QUOTED PASSAGE:
"Ye, against whose familiar names not yetthe fatal asterisk of death is set..."- H.W. Longfellow (Morituri Salutamus, 1875)
Christianna Brand called her "the funniest lady you ever knew," Carolyn Hart listed one of her books among her five all-time favorite mystery novels, The Times Literary Supplement juxtaposed her with satirist Evelyn Waugh and with The Asterisk Club she breathed life into one of the most absurd and amusingly unbalanced assortment of characters that ever graced the pages of a detective story. This now shamefully neglected mystery novelist was Pamela Branch.
By all accounts, Pamela Branch must have been a delightful human being whose personal motto probably was, "if there be humor here, it's dark, and you may need a flash of light to see it," which is a sentiment that runs through out her work – especially in her firs novel, The Wooden Overcoat (1951). In it, she introduces a club more out there than the Diogenes Club and plagued by far more unpleasantries than the Bellona Club!
Founded by Clifford Flush, The Asterisk Club can boost to be one of the most exclusive fraternities in existence and you literary have to wring someone's neck to qualify as an aspirant member. Well, that is if you were able to hoodwink a jury into letting you off the noose. Yup. The ritzy, exclusive club moonlights as a refuge for wrongfully acquitted murderers and their newest associate is one Benji Cann, who bumped off his mistress and was astonished when hearing the jury proclaim him to be innocent, but they are strapped for vacant rooms at the club – so he's temporarily quartered at the rat-infested dwelling of their next door neighbors as paying guest.
Their neighbors, two artistic couples, Hugo and Bertha Berko and Fan and Peter Hilford, have, at first, no idea who they are taking into their home or with whom they made a deal, but the truth begins to settle in around the same time as the rigor mortis sets into the limbs of their lodger – and they collectively decide to dump the body. Because that's the first thing you think of when finding a stiff you are not responsible for. Hilarity ensues as Murphy's Law runs rampant during their futile attempts at dumping the bodies they rapidly accumulated over the course of the story.
A novel whose focal point are a band of murderers, who unjustly escaped the strangling clutch of the hangman's rope, with one or two corpses tossed in, who are the brunt of many of the jokes in the book, is perhaps not suppose to be this funny or endearing, but it's a physical impossibility to keep that mask of stern disapproval from slipping from your face when, for example, reading the "picnic" chapter.

EXERCISE DETAILS: In the review of Pamela Branch's mystery novel, who founded The Asterisk Club? Rely only on the review for your answer.

DATASET CONTENT:
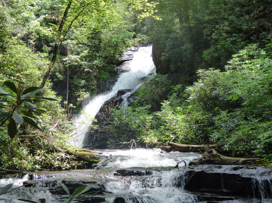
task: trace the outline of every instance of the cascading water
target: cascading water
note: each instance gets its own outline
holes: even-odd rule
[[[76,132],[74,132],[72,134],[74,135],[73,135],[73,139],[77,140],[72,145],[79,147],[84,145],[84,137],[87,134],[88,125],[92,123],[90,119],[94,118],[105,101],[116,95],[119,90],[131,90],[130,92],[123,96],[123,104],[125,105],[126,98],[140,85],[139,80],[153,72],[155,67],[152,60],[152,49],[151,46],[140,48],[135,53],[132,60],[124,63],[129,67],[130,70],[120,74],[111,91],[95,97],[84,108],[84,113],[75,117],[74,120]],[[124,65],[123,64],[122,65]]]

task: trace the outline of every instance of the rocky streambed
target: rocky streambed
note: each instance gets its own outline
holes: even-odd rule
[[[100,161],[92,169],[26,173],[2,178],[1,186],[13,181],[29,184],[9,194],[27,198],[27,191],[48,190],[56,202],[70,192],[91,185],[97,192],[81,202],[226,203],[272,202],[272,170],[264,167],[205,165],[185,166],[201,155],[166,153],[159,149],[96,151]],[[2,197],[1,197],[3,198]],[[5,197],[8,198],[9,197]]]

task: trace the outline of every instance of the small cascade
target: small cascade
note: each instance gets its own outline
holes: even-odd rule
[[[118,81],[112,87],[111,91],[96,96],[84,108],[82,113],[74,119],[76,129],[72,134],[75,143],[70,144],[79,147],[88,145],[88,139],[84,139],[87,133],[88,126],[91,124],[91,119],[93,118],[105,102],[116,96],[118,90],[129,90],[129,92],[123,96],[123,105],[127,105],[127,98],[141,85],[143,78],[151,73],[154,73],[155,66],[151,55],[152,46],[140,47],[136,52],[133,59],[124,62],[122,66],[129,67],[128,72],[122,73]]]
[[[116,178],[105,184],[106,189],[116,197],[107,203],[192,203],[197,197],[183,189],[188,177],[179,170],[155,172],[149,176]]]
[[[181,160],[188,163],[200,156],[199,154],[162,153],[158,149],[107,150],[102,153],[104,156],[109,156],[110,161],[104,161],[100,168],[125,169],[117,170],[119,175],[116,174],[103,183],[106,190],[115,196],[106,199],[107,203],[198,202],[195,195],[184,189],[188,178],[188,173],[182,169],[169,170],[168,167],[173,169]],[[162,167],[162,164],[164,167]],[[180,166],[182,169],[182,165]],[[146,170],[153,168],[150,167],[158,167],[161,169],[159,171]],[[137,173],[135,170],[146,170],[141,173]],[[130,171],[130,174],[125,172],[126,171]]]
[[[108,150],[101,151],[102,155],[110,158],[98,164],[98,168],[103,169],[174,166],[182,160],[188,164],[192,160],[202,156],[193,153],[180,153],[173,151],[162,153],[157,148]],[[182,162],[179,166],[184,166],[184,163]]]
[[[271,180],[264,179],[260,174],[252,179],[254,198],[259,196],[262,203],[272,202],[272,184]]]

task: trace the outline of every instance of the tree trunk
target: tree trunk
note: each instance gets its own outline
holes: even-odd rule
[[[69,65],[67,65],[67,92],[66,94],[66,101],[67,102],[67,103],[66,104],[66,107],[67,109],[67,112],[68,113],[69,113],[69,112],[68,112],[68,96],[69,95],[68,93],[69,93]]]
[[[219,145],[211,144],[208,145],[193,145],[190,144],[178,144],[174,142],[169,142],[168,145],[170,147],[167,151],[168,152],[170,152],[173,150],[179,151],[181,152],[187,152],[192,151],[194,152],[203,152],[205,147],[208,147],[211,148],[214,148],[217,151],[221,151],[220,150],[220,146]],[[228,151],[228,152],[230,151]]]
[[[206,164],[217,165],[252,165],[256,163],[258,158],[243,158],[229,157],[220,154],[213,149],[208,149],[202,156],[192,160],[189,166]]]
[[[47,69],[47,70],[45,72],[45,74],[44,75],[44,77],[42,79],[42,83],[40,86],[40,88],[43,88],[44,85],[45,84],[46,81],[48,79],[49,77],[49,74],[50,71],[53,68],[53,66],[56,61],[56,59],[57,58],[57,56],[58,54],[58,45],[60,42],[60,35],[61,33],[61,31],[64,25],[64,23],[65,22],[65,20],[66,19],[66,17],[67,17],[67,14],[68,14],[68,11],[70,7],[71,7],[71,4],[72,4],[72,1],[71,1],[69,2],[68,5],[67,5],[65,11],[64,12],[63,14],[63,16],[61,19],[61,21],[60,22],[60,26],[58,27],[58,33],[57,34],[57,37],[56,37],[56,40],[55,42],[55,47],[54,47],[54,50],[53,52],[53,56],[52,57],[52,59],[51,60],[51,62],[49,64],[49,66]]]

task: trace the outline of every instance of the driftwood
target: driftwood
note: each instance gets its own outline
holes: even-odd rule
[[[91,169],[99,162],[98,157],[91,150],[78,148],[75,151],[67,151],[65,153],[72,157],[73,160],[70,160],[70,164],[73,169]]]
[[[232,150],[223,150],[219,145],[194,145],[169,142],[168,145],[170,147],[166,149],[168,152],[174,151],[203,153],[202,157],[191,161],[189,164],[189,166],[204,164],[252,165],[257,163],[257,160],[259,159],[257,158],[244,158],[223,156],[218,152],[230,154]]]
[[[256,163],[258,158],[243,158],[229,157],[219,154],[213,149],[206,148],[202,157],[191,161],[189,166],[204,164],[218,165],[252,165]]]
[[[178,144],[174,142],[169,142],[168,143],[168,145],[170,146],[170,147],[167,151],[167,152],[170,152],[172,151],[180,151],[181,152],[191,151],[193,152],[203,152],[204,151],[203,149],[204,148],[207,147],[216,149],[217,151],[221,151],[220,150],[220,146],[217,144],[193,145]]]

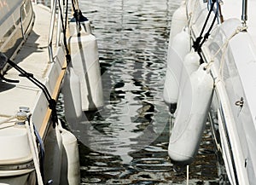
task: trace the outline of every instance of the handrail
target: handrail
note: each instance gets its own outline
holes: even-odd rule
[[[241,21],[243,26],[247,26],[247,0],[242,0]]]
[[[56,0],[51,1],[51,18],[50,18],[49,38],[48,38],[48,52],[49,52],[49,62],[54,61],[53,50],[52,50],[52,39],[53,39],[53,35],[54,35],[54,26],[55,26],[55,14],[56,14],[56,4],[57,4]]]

---

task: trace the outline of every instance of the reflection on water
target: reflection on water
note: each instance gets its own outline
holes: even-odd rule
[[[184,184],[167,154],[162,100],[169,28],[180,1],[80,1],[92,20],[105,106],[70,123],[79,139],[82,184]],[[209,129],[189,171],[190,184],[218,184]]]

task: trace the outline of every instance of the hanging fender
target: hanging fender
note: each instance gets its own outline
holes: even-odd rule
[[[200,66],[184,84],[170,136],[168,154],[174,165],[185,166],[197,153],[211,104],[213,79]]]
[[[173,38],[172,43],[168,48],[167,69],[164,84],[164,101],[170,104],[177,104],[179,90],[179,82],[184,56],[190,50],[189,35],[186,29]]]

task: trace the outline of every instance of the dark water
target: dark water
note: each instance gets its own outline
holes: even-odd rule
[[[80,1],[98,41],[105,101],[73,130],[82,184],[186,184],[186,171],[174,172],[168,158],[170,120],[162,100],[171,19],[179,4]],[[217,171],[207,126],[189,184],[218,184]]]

---

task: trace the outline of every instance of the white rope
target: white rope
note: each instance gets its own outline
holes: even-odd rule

WRITTEN RESPONSE: Clifford Flush.